Exercise instructions:
1. According to the article on the David Bisard trial, who died in the August 2010 crash?
2. Please reproduce the passage of the Bisard trial article starting at "An accident reconstructionist" and ending at "the witness list.".
[[ Document section open ]]
Day 9: Chief crash investigator says treatment of Bisard's blood 'unusual' in his experience
Last Updated: 44 days ago
FORT WAYNE, Ind. - The trial against an Indianapolis officer accused of DUI in a deadly crash continued Thursday, just one day after the judge criticized the police department for allowing someone to leak witness testimonies.
Suspended Officer David Bisard crashed into a group of motorcyclists in August 2010. Eric Wells died in the crash, and two others, Mary Wells and Kurt Weekly, were seriously injured.
Investigators said blood tests showed Bisard had a blood-alcohol level more than twice Indiana's legal limit of 0.08 percent at the time of the crash.
An accident reconstructionist was expected to take the stand Thursday to show jurors an animated video recreating the crash.
On Wednesday, it was revealed in court that a member of IMPD had been attending the trial and sending daily summaries of testimony to others in the department, including some on the witness list.
[[ Document section closed ]]
[[ Input data open ]]
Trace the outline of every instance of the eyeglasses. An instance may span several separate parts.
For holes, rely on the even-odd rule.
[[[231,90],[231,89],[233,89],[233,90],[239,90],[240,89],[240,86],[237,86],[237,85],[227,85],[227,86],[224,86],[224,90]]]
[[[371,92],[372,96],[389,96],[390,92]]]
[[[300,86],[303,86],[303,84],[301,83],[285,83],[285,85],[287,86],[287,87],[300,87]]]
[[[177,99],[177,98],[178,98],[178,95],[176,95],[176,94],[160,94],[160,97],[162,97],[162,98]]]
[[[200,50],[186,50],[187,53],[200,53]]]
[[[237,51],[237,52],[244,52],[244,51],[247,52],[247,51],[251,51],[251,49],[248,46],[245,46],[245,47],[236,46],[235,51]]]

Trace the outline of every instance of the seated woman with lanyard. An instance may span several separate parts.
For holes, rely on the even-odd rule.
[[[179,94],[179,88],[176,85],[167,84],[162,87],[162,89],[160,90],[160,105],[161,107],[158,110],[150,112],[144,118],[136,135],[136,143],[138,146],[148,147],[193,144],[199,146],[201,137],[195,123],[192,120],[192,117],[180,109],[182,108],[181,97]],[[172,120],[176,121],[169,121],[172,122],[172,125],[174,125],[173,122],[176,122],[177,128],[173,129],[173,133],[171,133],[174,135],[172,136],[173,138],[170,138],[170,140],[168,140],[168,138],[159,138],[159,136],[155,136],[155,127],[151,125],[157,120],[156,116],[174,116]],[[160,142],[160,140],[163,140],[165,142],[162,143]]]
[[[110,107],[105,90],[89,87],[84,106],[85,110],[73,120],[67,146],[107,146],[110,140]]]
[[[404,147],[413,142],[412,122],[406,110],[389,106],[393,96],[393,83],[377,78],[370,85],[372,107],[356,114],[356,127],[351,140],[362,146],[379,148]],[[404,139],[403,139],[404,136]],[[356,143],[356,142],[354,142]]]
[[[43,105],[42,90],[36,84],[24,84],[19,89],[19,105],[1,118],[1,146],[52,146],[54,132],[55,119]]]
[[ Input data closed ]]
Completed exercise:
1. Eric Wells

2.
An accident reconstructionist was expected to take the stand Thursday to show jurors an animated video recreating the crash.
On Wednesday, it was revealed in court that a member of IMPD had been attending the trial and sending daily summaries of testimony to others in the department, including some on the witness list.